(Extracted entries):
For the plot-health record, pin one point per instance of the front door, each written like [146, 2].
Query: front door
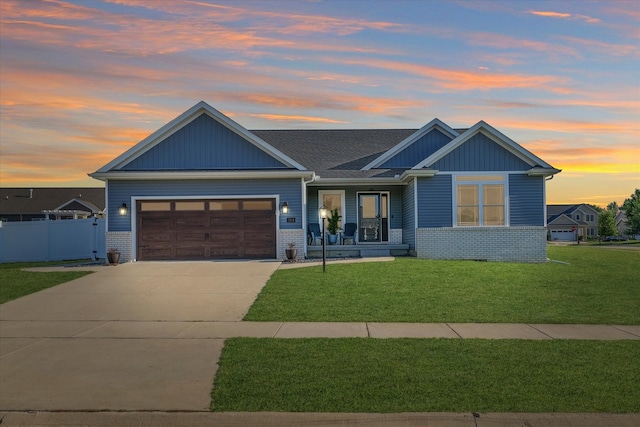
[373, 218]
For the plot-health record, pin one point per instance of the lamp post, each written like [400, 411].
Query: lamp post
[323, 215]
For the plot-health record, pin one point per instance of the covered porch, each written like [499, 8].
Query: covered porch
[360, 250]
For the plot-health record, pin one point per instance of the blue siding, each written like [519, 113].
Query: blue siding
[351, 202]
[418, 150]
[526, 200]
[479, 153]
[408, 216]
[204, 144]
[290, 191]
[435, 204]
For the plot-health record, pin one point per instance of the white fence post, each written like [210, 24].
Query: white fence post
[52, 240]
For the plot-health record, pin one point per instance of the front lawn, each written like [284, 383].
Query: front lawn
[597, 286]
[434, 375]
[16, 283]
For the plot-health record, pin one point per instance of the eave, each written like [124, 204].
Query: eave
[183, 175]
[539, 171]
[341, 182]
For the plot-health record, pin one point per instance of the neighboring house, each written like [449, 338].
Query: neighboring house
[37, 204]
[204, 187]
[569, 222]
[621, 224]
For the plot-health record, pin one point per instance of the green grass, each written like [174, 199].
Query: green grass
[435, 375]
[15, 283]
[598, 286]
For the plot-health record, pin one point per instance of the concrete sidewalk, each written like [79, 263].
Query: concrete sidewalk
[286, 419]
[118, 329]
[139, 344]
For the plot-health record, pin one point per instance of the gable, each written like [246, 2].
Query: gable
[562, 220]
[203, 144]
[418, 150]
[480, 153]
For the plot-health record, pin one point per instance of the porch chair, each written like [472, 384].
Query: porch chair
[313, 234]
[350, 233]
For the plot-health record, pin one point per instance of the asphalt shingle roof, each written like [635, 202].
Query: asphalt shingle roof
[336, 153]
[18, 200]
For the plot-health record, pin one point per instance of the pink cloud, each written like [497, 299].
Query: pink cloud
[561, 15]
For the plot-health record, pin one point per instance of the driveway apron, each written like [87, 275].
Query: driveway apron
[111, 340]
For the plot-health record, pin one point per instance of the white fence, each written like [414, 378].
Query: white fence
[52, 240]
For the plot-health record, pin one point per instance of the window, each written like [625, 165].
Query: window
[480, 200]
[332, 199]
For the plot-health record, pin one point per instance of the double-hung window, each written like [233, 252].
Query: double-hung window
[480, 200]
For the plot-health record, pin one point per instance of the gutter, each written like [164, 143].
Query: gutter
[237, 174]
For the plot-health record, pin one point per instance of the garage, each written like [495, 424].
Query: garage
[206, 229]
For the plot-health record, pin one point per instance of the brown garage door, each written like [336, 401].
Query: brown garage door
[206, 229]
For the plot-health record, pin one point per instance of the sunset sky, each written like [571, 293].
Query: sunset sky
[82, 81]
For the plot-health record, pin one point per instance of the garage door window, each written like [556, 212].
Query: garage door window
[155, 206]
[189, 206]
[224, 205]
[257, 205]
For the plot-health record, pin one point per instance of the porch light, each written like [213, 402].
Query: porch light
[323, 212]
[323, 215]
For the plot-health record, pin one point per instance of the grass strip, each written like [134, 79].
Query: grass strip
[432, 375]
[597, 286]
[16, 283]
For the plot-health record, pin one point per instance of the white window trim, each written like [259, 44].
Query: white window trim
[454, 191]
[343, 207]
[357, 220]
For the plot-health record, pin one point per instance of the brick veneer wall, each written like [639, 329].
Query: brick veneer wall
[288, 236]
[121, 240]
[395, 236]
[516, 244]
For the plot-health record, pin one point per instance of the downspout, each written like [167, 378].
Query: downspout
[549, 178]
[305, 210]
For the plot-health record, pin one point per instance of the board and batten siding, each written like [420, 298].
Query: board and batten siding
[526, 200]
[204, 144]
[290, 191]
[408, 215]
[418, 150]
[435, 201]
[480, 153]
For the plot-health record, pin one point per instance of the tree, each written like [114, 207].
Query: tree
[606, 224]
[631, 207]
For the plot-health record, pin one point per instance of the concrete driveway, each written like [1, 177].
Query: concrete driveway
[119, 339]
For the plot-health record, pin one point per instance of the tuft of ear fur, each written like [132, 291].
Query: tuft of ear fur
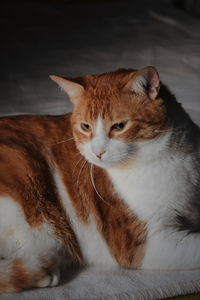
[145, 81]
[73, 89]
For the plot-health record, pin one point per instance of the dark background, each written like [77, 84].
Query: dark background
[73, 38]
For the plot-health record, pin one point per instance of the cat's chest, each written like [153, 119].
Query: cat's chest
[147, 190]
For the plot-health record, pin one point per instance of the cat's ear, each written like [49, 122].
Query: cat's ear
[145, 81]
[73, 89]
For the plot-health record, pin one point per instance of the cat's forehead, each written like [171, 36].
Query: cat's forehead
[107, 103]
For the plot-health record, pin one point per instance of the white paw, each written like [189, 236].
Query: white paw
--
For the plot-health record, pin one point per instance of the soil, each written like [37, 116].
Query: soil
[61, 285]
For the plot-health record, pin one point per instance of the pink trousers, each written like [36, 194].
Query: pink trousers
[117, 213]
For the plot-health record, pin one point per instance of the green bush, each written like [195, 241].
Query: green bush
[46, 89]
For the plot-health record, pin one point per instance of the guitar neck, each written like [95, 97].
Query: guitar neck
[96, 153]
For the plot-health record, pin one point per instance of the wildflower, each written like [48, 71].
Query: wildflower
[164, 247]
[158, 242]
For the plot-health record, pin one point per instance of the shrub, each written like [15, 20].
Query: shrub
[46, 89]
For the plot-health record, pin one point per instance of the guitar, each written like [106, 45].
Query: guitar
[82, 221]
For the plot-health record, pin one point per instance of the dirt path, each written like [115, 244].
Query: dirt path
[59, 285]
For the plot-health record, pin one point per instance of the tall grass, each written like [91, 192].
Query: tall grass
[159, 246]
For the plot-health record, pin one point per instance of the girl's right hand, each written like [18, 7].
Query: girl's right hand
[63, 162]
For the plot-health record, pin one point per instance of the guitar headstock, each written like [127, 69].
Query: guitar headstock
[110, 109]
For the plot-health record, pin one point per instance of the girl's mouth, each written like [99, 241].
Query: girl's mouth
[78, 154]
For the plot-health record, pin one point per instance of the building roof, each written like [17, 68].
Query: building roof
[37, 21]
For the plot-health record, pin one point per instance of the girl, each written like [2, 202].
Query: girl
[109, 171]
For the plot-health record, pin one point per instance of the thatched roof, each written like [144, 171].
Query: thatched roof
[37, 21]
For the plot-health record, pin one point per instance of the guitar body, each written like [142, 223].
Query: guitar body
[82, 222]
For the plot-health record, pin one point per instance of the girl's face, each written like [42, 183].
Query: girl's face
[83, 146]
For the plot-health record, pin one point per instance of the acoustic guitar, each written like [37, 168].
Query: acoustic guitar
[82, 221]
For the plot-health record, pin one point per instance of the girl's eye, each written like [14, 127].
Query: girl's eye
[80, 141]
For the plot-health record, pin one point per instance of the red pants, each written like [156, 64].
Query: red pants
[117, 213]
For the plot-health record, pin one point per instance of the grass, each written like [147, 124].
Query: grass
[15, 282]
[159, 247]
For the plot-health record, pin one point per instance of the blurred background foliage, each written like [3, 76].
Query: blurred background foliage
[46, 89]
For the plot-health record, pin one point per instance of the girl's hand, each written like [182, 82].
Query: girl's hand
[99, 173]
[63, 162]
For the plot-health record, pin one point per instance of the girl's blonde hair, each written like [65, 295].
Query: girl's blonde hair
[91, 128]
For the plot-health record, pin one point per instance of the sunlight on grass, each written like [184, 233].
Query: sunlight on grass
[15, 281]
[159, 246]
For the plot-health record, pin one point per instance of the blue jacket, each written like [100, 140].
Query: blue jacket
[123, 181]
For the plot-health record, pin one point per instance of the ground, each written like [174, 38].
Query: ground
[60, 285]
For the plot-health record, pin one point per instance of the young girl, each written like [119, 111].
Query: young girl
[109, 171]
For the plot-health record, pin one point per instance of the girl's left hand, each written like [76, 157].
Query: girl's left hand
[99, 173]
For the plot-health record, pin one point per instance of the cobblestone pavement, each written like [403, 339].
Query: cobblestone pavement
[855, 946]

(Exercise brief): Could you return exactly the lines above from the line with "like [49, 122]." to the line with "Query: white paw", both included, and nothing else?

(Result for this task):
For the plot-health record, pin one point per instance of the cat's ear, each written like [49, 122].
Query: cat's ear
[145, 81]
[73, 89]
For the plot-health record, pin one point per instance of the cat's forehead, each written like [171, 36].
Query: cat's forehead
[107, 103]
For the plot-health record, pin one point per instance of the white paw, each written like [189, 236].
Query: white paw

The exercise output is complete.